> [Objective A]
In the worked solution below about a circle's equation, what point is given as the center?

--- BEGIN Text passage ---

Question

The equation of a circle is x^2+y^2-2x +6y-6=0. Find the center and radius of the circle by completing the square.you must include all steps. Your response must be at least 5-7 sentences at a minimum.

Answer 1

The center of the circle is at;

`(1,-3)`

The radius of the circle is;

`r=4`

Step-by-step explanation:

Given the equation of circle;

`x^2+y^2-2x+6y-6=0`

we want to re-write it in the form;

`(x-h)^2+(y-k)^2=r^2`

where;

`\begin{gathered} (h,k)\text{ is the center of the circle} \\ r\text{ is the radius} \end{gathered}`

Applying Completing the square method;

`\begin{gathered} x^2+y^2-2x+6y-6=0 \\ x^2-2x+1+y^2+6y+9=6+1+9 \\ (x-1)^2+(y+3)^2=16 \\ (x-1)^2+(y+3)^2=4^2 \end{gathered}`

comparing the derived equation to the general form we have;

`\begin{gathered} h=1 \\ k=-3 \\ r=4 \end{gathered}`

Therefore;

The center of the circle is at;

`(1,-3)`

The radius of the circle is;

`r=4`

--- END Text passage ---

> [Objective B]
Update every one of the entries below by replacing "Would you be able to" with "Could you", leaving all else unchanged.

--- BEGIN Dataset entries ---

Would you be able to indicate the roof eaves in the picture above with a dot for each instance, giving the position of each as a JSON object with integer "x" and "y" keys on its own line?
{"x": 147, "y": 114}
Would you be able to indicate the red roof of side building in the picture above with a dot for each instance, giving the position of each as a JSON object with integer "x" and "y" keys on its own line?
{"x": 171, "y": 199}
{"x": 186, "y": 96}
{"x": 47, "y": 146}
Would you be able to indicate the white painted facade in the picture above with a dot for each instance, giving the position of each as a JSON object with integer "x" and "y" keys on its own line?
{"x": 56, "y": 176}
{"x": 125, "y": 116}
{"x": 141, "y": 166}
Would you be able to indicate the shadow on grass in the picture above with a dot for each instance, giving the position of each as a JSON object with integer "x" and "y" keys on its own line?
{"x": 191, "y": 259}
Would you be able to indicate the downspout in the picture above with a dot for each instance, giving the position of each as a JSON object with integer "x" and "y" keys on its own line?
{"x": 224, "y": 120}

--- END Dataset entries ---

> [Written response A]
(1, -3)

> [Written response B]
Could you indicate the roof eaves in the picture above with a dot for each instance, giving the position of each as a JSON object with integer "x" and "y" keys on its own line?
{"x": 147, "y": 114}
Could you indicate the red roof of side building in the picture above with a dot for each instance, giving the position of each as a JSON object with integer "x" and "y" keys on its own line?
{"x": 171, "y": 199}
{"x": 186, "y": 96}
{"x": 47, "y": 146}
Could you indicate the white painted facade in the picture above with a dot for each instance, giving the position of each as a JSON object with integer "x" and "y" keys on its own line?
{"x": 56, "y": 176}
{"x": 125, "y": 116}
{"x": 141, "y": 166}
Could you indicate the shadow on grass in the picture above with a dot for each instance, giving the position of each as a JSON object with integer "x" and "y" keys on its own line?
{"x": 191, "y": 259}
Could you indicate the downspout in the picture above with a dot for each instance, giving the position of each as a JSON object with integer "x" and "y" keys on its own line?
{"x": 224, "y": 120}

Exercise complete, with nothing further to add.